▶ _Soal Latihan_:
(1) Jawablah pertanyaan berikut berdasarkan berita tentang insiden pelantikan pejabat di Maluku Utara.
(a) Pejabat eselon berapa yang dilantik dalam pelantikan tersebut?
(b) Pada hari dan tanggal berapa rilis dan pernyataan sikap bersama itu dikirim ke media?
(c) Menurut rilis tersebut, akibat apa sumber persoalan ini muncul?
(2) Teruskan berita tentang insiden pelantikan pejabat di Maluku Utara mulai dari kalimat terakhirnya.

▶ _Teks Dokumen_:

--------------------------------------------------

Swaramalut.com – Sofifi
Pasca inseden pelantikan pejabat eselon II Pemprov Malut yang melibatkan Gubernur dan Wakil Gubernur Maluku Utara mendapat respon dari LSM Haleyora dan sejumlah masyarakat Sofifi.
Berdasarkan rilis dan pernyataan sikap bersama yang dikirim ke media ini, Minggu(22/03/2020) menyebutkan sumber persoalan ini muncul akibat lemahnya komunikasi antara BKD dengan Gubernur dan Wakil Gubernur.
“Kami menilai insiden saat pelantikan itu tidak akan terjadi kalau BKD mampu mengkomunikasikan secara baik dan tuntas dengan wakil Gubernur”, kata Yusri Arsad Ketua LSM Halemayora.

--------------------------------------------------

▶ _Kumpulan Entri_:

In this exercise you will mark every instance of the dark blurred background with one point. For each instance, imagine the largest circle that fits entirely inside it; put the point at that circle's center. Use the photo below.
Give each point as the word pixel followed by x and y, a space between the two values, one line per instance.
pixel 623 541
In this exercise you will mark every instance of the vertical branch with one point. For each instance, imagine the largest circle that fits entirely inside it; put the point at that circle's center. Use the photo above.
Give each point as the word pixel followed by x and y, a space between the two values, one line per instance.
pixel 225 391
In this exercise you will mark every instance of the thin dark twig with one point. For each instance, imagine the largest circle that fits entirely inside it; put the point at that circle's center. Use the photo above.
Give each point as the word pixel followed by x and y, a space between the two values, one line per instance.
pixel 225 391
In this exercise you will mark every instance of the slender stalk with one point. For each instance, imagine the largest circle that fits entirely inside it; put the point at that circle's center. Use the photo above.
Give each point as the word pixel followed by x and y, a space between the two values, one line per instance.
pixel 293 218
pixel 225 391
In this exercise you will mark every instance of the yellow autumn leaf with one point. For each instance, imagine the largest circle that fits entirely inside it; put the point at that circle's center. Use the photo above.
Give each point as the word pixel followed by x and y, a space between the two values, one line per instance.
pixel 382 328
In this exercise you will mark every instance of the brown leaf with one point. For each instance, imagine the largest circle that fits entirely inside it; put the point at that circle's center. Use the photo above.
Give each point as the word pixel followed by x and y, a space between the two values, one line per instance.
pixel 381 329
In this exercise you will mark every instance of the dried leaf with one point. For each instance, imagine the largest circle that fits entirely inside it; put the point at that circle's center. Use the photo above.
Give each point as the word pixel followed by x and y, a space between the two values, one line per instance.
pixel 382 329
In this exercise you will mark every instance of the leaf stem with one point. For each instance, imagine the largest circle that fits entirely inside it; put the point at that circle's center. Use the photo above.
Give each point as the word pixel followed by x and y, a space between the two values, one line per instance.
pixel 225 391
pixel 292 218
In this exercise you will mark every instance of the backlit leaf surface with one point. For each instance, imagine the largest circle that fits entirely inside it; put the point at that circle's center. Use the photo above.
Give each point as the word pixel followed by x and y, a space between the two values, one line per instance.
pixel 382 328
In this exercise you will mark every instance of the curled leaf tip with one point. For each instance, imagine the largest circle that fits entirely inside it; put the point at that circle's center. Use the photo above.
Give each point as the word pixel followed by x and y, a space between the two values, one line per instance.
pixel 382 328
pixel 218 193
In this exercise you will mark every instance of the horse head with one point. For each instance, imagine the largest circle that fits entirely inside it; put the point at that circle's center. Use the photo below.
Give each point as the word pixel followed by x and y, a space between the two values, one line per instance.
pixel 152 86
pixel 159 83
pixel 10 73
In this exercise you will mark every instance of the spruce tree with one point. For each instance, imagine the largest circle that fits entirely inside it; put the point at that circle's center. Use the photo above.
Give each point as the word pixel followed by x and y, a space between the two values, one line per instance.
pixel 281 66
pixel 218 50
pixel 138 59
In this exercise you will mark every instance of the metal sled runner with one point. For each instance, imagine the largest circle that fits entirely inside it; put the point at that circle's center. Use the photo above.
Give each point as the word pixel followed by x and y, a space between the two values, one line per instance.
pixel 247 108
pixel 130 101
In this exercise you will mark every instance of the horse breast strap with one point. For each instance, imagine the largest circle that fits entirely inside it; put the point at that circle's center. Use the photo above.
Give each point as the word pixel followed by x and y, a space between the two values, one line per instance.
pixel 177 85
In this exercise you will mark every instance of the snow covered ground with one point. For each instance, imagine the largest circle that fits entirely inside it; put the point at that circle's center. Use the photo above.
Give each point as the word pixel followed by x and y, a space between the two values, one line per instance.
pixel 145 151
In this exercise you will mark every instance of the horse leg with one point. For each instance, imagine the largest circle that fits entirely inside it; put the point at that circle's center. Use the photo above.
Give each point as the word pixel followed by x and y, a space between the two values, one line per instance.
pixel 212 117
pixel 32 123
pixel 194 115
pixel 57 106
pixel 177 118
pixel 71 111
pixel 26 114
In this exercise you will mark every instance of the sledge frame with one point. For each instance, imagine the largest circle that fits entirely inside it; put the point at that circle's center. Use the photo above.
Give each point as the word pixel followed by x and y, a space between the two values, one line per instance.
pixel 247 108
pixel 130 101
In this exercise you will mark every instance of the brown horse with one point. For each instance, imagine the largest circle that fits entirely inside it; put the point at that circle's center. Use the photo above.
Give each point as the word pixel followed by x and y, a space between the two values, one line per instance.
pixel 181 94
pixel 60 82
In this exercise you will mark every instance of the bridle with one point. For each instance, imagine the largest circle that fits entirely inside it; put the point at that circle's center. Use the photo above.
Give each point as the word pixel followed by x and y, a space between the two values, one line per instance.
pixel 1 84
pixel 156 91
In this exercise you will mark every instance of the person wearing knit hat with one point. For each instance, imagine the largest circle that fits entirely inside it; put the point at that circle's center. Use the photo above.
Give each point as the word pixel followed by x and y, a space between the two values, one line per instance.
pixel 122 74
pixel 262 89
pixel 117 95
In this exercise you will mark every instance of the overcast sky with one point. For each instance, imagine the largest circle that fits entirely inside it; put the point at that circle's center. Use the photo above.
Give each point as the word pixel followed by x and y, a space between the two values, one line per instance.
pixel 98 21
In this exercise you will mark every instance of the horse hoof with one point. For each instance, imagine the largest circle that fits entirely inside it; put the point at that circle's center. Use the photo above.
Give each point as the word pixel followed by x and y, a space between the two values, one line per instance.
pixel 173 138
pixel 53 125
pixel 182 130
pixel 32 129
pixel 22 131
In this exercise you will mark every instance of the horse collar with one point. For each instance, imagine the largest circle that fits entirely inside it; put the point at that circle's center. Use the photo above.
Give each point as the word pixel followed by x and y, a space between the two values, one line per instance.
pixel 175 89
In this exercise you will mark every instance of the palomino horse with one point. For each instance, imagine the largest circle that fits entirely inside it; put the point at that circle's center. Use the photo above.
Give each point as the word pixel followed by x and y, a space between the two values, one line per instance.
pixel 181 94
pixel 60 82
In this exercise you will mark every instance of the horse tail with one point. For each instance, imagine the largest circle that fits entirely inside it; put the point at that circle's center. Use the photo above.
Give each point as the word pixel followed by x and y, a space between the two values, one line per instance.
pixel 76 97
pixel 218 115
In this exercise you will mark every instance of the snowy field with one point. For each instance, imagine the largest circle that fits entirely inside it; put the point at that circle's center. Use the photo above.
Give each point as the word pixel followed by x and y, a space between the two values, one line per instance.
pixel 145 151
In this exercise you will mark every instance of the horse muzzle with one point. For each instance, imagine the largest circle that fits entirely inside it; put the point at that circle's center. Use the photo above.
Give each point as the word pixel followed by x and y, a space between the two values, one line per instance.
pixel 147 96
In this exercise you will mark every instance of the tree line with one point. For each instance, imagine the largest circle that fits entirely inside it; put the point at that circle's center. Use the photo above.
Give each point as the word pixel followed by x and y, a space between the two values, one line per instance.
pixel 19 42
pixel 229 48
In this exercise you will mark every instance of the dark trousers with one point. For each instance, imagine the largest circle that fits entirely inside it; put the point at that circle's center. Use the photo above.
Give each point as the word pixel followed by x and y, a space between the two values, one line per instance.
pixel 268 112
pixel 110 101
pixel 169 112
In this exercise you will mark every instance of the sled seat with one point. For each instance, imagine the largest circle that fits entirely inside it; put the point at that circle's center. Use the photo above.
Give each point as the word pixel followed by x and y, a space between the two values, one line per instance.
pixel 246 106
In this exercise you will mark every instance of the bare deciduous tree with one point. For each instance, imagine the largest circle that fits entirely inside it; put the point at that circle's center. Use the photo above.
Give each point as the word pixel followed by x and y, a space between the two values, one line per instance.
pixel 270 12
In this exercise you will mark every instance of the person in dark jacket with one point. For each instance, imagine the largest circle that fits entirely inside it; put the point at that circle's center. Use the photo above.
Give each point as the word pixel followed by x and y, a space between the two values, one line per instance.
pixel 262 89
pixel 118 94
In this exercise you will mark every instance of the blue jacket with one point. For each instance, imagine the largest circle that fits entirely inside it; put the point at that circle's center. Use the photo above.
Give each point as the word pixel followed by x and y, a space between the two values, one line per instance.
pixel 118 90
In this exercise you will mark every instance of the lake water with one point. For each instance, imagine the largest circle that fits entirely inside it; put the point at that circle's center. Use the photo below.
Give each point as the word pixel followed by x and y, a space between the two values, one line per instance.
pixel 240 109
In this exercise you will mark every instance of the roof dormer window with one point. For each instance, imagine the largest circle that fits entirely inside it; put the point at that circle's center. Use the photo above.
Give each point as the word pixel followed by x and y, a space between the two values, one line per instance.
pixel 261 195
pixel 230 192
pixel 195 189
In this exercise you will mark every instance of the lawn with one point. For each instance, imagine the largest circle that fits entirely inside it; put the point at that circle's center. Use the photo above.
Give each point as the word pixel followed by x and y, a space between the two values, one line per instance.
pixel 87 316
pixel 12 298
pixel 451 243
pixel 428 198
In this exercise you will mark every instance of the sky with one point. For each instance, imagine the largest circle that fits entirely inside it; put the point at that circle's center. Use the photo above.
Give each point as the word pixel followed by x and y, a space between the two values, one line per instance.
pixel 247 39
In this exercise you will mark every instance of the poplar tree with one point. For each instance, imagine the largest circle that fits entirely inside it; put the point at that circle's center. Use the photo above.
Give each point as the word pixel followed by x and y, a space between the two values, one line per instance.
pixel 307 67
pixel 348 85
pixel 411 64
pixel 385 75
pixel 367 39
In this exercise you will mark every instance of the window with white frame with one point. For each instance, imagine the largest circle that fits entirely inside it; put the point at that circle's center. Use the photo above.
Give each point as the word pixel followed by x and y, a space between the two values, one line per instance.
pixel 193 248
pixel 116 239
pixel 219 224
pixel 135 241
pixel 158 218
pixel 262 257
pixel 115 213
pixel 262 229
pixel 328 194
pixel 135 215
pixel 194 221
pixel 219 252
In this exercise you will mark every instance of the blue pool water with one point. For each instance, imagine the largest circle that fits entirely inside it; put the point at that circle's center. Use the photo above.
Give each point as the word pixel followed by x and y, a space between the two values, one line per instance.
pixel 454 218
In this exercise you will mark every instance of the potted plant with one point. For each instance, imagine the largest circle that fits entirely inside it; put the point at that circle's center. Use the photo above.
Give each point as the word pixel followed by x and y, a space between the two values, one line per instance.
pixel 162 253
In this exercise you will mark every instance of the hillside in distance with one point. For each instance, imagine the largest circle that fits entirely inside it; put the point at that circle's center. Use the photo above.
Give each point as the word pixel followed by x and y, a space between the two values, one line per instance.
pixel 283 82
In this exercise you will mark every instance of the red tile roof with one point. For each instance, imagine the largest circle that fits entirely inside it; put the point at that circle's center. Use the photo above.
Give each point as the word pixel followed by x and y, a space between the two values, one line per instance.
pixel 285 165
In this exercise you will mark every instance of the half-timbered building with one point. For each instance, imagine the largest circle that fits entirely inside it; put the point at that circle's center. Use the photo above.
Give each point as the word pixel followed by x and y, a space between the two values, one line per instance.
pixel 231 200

--------------------------------------------------

▶ _Jawaban Tertulis_:
(1)
(a) Pejabat eselon II Pemprov Malut.
(b) Minggu, 22/03/2020.
(c) Akibat lemahnya komunikasi antara BKD dengan Gubernur dan Wakil Gubernur.

(2)
menurutnya ini adalah akumulasi dari berbagai persoalan miss komunikasi yang ada di Pemerintahan AGK-YA. Oleh karenanya sejumlah masyarakat sofifi, karang Taruna Guraping dan LSM Halemayora menganggap penting untuk menyampaikan pernyataan sikap kepada Gubernur Maluku Utara terkait kisruh yang terjadi beberapa waktu lalu itu. Pernyataan sikap bersama yang diterima redaksi antara lain menyatakan:
1. Pelaksanaan pelantikan pejabat eselon II di lingkup Pemerintah Maluku Utara baru-baru ini yang dilaksanakan di Kota Ternate menunjukkan tidak seriusnya Pemerintah Maluku Utara dalam menjadikan Sofifi sebagai “Rumah Kita”. Komitmen menjalankan seluruh aktifitas pemerintahan di Sofifi ternyata hanya isapan jempol dan omong kosong belaka. Karena buktinya selama ini masih sering dilaksanakannya kegiatan-kegiatan SKPD di Kota Ternate. Ini adalah bentuk pengkhianatan terhadap rakyat Maluku Utara, terutama masyarakat yang ada di Sofifi.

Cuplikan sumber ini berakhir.